§ Assignment:
Return the entries exactly. Images are not part of the copy.

§ Listed records:
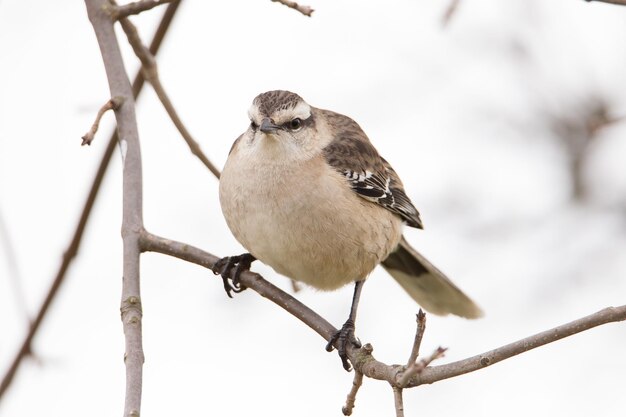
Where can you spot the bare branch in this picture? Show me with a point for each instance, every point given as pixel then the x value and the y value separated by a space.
pixel 419 333
pixel 136 7
pixel 619 2
pixel 362 359
pixel 415 367
pixel 151 73
pixel 72 249
pixel 351 398
pixel 450 12
pixel 305 10
pixel 399 404
pixel 112 104
pixel 132 218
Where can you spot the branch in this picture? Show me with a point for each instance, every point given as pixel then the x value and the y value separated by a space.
pixel 619 2
pixel 362 359
pixel 450 12
pixel 351 398
pixel 419 333
pixel 74 244
pixel 88 137
pixel 305 10
pixel 149 65
pixel 132 218
pixel 136 7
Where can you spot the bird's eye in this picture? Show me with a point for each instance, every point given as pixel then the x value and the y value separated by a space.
pixel 295 124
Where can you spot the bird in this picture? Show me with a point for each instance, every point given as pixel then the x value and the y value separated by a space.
pixel 304 191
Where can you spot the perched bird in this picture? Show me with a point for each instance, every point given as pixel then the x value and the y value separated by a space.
pixel 305 192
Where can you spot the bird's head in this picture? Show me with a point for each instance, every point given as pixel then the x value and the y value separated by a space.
pixel 283 121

§ Response area:
Where can you spot the bare branch in this picture? Show me with a point for each instance, every point given as pixel then the x value and the y value separated by a space.
pixel 419 333
pixel 136 7
pixel 619 2
pixel 362 359
pixel 415 367
pixel 151 73
pixel 72 249
pixel 351 398
pixel 450 12
pixel 305 10
pixel 399 404
pixel 112 104
pixel 132 218
Where can you spot the branch in this picture? Show me with a point for each instance, every point given as pixel then the x value and the y value separated by a space.
pixel 619 2
pixel 362 359
pixel 450 12
pixel 351 398
pixel 419 333
pixel 74 244
pixel 88 137
pixel 305 10
pixel 149 65
pixel 132 218
pixel 136 7
Where can you spot the bird's eye in this picture? Show me with a point for each instance, every point given as pixel then the x value and the y value separated by a space.
pixel 295 124
Where can you spot the bird in this picture? Show me with a point for each instance, every point given as pixel then the x value and the y value separated by a space.
pixel 304 191
Where can you spot the perched bird in this picture? Show me with a point for each instance, every point given as pixel then the x value and the y value separated by a space.
pixel 305 192
Where can you spot the bird's head in this picture? Show me with a point for each instance, every point given as pixel then the x value and the y value separated by a space.
pixel 283 121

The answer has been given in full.